**EXCERPT TO READ:**
Wednesday, November 6, 2019

Sondland and Volker transcripts released

The transcripts appear to bolster Democrats’ case that Trump, through his personal lawyer Rudy Giuliani, encouraged the off-the-books diplomacy.

  Politico
And let's not forget Sondland's testimony was updated after his recollection was "refreshed".
Two of the most striking passages in the transcripts come from Sondland. In one exchange, he describes how Giuliani's demands of Ukraine "kept getting more insidious as [the] timeline went on." In another, he expresses his view that the insistence that Ukraine investigate former vice president Joe Biden was "improper," and possibly illegal.

Volker casts himself as a somewhat naïve diplomat, caught in machinations he didn’t fully understand. He says, for instance, that he didn't initially connect the Burisma gas company to the Bidens, even though Giuliani and Trump apparently were. He also describes feeling compelled to connect Giuliani with Ukrainian officials, both because they wanted it and because Trump wanted it.

[...]

Sondland testified that Trump and Giuliani’s positions “kept getting more insidious,” evolving from a general interest in fighting corruption to an interest in Burisma and finally to an investigation of the Bidens. The EU envoy noted he was not a lawyer but said he “assumed” an effort to pressure Ukraine to do so, as pursued by Giuliani with Trump’s support, would be illegal.
But for some reason he didn't feel obligated to bring it to anyone's attention for accountability.
Sondland testified that Trump was not specific in what he wanted Sondland to work with Giuliani on in Ukraine, saying only that “Ukraine is a problem.” The president also repeatedly told Sondland, Volker and U.S. Energy Secretary Rick Perry during a May 23 meeting to “talk to Rudy, talk to Rudy” about Ukraine policy — despite Giuliani having no formal foreign policy role and, by then, publicly demanding that Ukraine investigate the Bidens.

[...]

Sondland testified that he called Trump on Sept. 9 after receiving a text from the acting U.S. Ambassador to Ukraine Bill Taylor expressing alarm over the withholding of military aid, and asked what he wanted from the Ukrainians. This conversation has been of intense interest to investigators because after he hung up with Trump, Sondland wrote a lawyerly note to Taylor denying that the aid was linked to political favors and suggesting they not speak by text anymore.

**REQUIRED TASK 1:** Name every person the post about the Sondland and Volker transcripts identifies by both first and last name.
**REQUIRED TASK 2:** Pick up the post about the Sondland and Volker transcripts after its last sentence and keep writing.

[A block of data]
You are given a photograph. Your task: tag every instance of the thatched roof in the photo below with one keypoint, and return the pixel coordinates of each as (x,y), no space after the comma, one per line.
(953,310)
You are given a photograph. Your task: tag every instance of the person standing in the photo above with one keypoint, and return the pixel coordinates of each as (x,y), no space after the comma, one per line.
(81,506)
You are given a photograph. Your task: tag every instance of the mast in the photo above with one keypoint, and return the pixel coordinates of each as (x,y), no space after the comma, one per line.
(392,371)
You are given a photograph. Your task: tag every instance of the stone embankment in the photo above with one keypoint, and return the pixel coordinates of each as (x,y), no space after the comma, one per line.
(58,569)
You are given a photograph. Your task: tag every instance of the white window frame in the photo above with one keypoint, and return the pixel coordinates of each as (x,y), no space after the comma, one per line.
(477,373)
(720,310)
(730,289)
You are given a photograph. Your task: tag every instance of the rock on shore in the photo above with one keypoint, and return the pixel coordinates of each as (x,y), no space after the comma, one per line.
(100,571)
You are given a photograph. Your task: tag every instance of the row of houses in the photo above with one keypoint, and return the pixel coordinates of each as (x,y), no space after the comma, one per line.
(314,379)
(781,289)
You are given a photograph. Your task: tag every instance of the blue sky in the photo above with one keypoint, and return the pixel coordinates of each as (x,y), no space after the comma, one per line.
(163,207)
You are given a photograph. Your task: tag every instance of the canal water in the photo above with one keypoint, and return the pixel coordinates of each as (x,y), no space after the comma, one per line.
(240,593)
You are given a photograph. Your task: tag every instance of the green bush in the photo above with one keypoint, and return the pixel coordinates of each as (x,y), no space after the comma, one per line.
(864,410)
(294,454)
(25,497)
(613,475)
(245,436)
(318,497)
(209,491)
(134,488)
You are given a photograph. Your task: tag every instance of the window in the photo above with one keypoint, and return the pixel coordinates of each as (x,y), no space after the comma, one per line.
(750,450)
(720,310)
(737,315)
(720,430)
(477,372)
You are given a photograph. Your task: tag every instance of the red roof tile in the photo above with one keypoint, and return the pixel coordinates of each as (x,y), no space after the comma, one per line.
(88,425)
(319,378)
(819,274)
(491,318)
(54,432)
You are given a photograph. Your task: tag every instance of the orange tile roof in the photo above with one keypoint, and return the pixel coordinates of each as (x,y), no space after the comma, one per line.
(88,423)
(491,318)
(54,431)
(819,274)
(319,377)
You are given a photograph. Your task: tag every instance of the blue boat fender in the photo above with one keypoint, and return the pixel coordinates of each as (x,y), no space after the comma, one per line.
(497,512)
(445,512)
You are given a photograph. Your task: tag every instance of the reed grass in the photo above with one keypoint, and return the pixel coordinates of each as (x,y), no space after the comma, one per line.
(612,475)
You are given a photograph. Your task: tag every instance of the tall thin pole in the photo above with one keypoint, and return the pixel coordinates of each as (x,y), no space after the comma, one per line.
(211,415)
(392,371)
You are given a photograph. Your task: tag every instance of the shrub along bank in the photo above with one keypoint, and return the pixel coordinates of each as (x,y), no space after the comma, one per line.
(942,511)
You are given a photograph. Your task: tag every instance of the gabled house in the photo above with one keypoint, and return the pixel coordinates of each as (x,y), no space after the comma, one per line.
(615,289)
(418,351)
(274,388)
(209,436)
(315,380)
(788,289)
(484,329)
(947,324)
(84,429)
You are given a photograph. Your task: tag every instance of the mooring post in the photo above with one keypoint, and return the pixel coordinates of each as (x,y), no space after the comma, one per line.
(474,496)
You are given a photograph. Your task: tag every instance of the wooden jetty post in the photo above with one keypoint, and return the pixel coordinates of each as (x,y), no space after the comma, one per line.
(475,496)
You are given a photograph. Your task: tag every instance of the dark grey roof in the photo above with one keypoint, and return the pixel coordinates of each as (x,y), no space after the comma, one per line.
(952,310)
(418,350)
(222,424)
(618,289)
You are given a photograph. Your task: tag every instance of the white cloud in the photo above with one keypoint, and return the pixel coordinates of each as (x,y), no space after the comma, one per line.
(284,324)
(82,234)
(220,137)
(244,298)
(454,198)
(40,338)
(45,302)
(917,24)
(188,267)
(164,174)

**REPLY 1:** Rudy Giuliani, Joe Biden, Rick Perry, Bill Taylor

**REPLY 2:**
Trump was in a “very bad mood” on the phone call, Sondland recalled. But all the president would say was that he wanted Zelensky “to do the right thing” and wasn’t asking for a quid pro quo. “I want him to do what he ran on,” Trump said, according to Sondland.

[...]

Sondland appeared to cover himself on key questions by claiming he didn’t recall certain discussions of the Bidens with Giuliani, conversations with Zelensky about issuing a public statement committing to the investigations, talks with acting Chief of Staff Mick Mulvaney about scheduling a White House visit for Zelensky, or details about a July 10 meeting with Ukrainian officials that alarmed White House aides.

Sondland also testified that he could not recall whether he ever mentioned the word “Burisma” in his meetings and conversations with the Ukrainians [...] or whether he told Sen. Ron Johnson (R-Wisc.), as has been reported, that U.S. military assistance aid was contingent upon Zelensky committing to the probes Trump demanded.

Sondland submitted new testimony last week, however, following rumblings among Democrats that he might have committed perjury. In that supplemental testimony, Sondland confirmed having a conversation with a top Zelensky aide in Warsaw on Sept. 1, in which he told the aide that U.S. military assistance funds would likely not be reinstated “until Ukraine provided the public anti-corruption statement that we had been discussing for many weeks.”

Sondland acknowledged that Trump and Giuliani were making “demands” of Zelensky, including that he commit to investigating Burisma and the unsubstantiated theory that Ukraine interfered in the 2016 election. “If you mean that those conditions would have to be complied with prior to getting a meeting, that was my understanding.”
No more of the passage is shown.